##### Records for this exercise

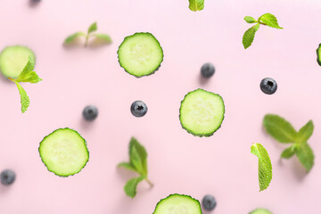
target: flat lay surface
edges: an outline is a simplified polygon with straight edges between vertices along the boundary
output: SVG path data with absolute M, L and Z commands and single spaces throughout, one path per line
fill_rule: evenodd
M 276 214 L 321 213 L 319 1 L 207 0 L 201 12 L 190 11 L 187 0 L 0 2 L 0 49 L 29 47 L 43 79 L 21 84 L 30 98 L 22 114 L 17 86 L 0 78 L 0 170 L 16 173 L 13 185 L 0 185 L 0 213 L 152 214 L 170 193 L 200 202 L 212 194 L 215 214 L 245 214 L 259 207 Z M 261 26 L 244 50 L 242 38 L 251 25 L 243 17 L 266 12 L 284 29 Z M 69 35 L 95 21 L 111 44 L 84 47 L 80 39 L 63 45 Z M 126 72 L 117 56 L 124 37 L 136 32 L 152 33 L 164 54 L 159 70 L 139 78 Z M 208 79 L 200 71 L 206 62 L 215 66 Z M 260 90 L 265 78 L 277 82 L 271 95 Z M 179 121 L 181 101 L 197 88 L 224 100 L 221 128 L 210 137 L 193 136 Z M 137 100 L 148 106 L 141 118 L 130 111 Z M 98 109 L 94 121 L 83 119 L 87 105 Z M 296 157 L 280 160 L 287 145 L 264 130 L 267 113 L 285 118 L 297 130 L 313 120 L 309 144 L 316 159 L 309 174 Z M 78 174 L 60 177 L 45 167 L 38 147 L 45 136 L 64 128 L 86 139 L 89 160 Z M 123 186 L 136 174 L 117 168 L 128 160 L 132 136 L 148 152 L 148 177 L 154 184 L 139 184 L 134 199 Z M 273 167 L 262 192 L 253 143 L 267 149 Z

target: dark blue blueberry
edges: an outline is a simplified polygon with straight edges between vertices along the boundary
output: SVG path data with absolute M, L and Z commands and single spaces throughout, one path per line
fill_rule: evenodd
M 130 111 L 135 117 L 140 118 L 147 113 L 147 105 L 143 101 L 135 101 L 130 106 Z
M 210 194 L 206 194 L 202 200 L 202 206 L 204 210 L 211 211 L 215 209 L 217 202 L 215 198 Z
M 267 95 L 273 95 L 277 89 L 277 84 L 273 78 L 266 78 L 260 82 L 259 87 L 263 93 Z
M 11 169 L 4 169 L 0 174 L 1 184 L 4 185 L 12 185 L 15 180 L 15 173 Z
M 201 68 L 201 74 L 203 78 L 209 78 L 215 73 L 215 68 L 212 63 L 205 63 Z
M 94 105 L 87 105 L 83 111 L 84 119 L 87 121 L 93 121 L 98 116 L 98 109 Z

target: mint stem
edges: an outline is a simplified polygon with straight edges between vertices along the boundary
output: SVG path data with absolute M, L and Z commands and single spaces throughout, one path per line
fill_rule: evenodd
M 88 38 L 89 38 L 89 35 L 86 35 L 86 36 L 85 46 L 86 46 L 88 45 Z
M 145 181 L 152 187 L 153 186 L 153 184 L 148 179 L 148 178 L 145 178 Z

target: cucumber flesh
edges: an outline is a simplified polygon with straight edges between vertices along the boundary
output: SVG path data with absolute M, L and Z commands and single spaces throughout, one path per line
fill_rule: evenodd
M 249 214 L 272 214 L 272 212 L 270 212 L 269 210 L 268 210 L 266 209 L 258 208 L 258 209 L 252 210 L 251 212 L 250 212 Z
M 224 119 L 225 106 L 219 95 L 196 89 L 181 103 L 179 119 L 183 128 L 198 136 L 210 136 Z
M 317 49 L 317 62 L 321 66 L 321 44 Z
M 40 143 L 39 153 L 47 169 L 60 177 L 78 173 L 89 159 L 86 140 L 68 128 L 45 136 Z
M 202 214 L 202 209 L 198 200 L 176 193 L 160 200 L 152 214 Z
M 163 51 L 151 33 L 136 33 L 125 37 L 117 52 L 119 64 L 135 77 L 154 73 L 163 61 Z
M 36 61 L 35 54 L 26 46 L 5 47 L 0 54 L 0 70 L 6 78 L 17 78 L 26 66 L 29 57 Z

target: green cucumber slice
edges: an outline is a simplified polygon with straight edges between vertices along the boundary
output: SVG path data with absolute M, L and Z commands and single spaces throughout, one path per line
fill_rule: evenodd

##########

Given problem - Can you turn every line from the one containing "target: green cucumber slice" through the end of the entries, inclusive, into a JSON list of strings, one string per line and blank lines omitted?

Task solution -
[
  "target: green cucumber slice",
  "edges: an outline is a simplified polygon with straight edges between vertices along the boundary",
  "output: SVG path data with absolute M, L and Z commands and single spaces throughout, one path per line",
  "fill_rule: evenodd"
]